:: Data to process ::

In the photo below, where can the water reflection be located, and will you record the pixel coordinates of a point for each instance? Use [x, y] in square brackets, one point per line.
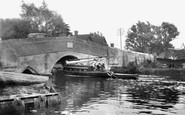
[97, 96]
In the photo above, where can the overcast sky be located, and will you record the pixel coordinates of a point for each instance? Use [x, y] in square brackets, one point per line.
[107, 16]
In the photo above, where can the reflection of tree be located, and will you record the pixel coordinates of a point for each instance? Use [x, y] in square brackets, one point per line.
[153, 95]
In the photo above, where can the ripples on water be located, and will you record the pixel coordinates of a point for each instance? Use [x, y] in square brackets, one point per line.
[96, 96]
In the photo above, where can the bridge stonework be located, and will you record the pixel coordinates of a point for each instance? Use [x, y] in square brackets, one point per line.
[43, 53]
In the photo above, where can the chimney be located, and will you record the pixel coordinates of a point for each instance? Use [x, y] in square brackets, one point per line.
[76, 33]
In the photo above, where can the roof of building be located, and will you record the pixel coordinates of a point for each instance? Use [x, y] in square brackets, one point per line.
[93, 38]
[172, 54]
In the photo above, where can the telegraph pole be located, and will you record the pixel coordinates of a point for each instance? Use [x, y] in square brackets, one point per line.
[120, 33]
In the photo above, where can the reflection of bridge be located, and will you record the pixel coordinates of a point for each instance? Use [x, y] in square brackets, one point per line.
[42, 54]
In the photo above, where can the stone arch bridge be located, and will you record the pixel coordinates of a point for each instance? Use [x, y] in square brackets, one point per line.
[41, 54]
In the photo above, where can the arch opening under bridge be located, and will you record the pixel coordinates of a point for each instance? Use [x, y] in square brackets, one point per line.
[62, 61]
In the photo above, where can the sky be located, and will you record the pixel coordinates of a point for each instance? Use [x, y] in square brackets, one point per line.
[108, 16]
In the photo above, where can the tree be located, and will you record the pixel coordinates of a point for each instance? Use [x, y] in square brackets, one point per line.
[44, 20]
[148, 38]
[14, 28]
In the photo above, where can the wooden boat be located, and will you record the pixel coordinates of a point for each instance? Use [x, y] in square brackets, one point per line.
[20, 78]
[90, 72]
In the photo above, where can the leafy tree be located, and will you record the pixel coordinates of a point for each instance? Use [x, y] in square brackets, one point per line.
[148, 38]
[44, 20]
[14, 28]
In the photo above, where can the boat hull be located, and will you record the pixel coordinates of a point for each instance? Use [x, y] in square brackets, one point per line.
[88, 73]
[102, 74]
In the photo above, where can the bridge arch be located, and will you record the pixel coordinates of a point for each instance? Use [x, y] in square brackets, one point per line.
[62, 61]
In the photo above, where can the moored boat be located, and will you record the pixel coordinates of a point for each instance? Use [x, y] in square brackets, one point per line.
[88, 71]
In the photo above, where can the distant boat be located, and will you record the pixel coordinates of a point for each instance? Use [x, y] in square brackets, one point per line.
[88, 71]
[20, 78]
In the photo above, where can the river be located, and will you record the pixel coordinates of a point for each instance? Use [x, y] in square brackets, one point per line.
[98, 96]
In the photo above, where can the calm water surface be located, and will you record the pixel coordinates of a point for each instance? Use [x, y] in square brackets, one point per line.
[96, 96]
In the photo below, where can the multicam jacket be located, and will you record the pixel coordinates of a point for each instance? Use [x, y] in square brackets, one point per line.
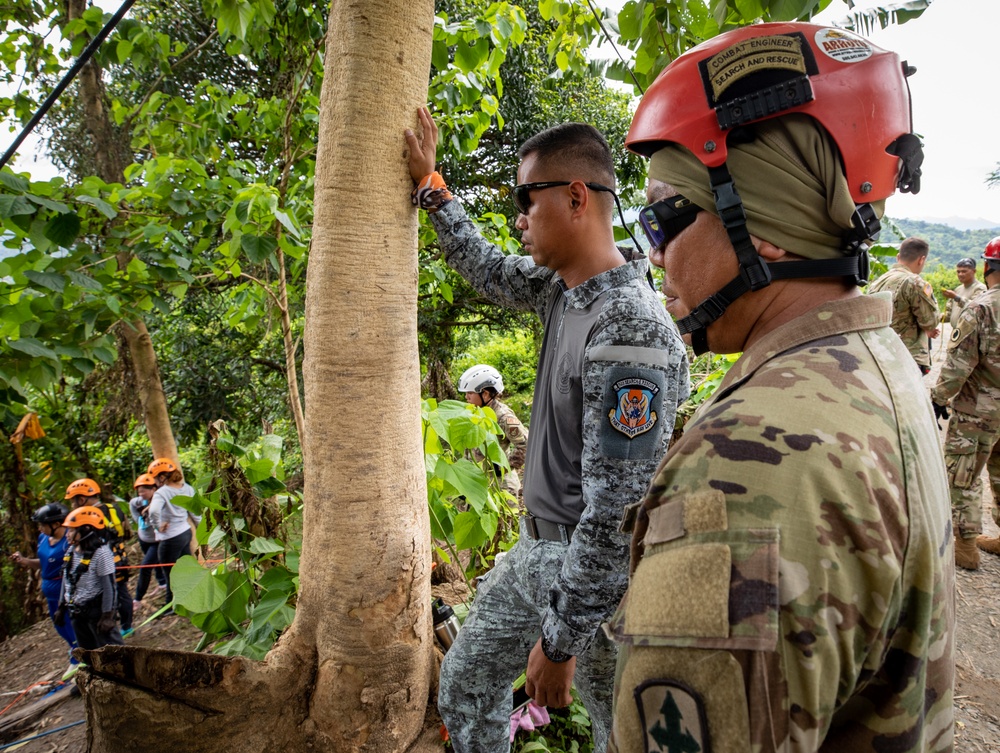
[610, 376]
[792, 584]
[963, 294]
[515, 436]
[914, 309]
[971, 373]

:::

• What the task asks: Copy out the entries verbatim and leave the images out.

• Correct response:
In the photo below, where can the water reflection be located, and will you record the pixel coordinates of a point for each instance? Use [x, y] in square brackets, one point per line.
[97, 96]
In the photo above, where can the overcast sky be located, and will you record the pixel coordinates of a point for each instance? Use [x, y] in square brackets, one point per line.
[107, 16]
In the photo above, where can the reflection of tree be located, and will you record the pixel coordinates of a point for each instance? Use [x, y] in square brackets, one point per line.
[153, 95]
In the photo above, where can the ripples on water be located, and will you record the pixel coordinates of a point for each instance? Use [x, y] in square brackets, one point per line.
[96, 96]
In the photo above, where can the bridge stonework be located, and will you record the pixel coordinates of a point for each instance? Use [x, y] in square brackets, one point per line.
[43, 53]
In the photo above, where can the chimney be located, and will you record the pixel coordinates of a point for each instance? Use [x, y] in square brackets, one point per line.
[76, 33]
In the photo above, where can the roof of building be located, and will you record the pixel coordinates of a point for each instance? Use [x, y] in square brackets, one point per line.
[93, 38]
[172, 54]
In the photo above, where can the telegraph pole be located, and will you record the pixel coordinates of a point for each instance? Use [x, y] in square brackets, one point per line.
[120, 33]
In the photo above, where can the reflection of bridge be located, and will you record the pixel coordinates of a point for each instance? Use [x, y] in square brackets, one point per line.
[42, 54]
In the photo above, where can the stone arch bridge be located, and will you record the pixel coordinates of a point for each instance? Use [x, y] in square brackets, one point per line.
[41, 54]
In the photo above, where can the arch opening under bridge be located, and will you record the pixel coordinates of a point for each instance? Use [x, y] in square brackets, one point per line.
[62, 61]
In the photo above, where can the sky be located, and will you record the pixel coordinates of a point for each instance? Use [x, y] in square brackets, one point per line.
[108, 16]
In the photo above, where can the tree be located, and will you record the pixel coordinates of a point for each instance? Use [x, y] in square brackets, one point per line.
[44, 20]
[148, 38]
[14, 28]
In the photo above, where can the wooden boat be located, and will you record the pixel coordinates of a point for each instance? Use [x, y] in square brackets, one point per line.
[20, 78]
[90, 72]
In the photo above, where can the leafy tree be located, and will you record the pixel coordinates of a point for each instance? Use [x, y] in square brackets, one point per line.
[148, 38]
[44, 20]
[14, 28]
In the photo above, where can the boat hull be located, and will you record the pixel coordinates of a point for each instance? Use [x, y] in square brackets, one point per line.
[88, 73]
[102, 74]
In the photo above, where can the bridge arch be located, and will you record the pixel coordinates of a point for each instance? Use [x, y] in square brackets, one point per line.
[62, 61]
In the photo above, where can the moored boat be located, and will you record the pixel coordinates of a point for each instance? Use [x, y] in square brackets, one point per line.
[88, 71]
In the photo above, where can the distant boat be located, and will you record the pixel coordinates of a point for each instance? Use [x, y] in square brackets, one point per line.
[88, 71]
[20, 78]
In the photo above, where can the river be located, and will you record the pixel coordinates of a point for each instance? Use [x, y] in square brackets, one point per line.
[98, 96]
In the photo above, where can the calm water surface be located, and will you record the pixel coordinates of a point for each instance? Use [x, y] in square brackets, one point per line.
[96, 96]
In the photo below, where can the multicam jacket be located, and will you record the pixel coordinates of a point for each instance? Use [x, y] in square brackets, one point per line.
[610, 376]
[792, 584]
[963, 294]
[515, 436]
[914, 309]
[971, 373]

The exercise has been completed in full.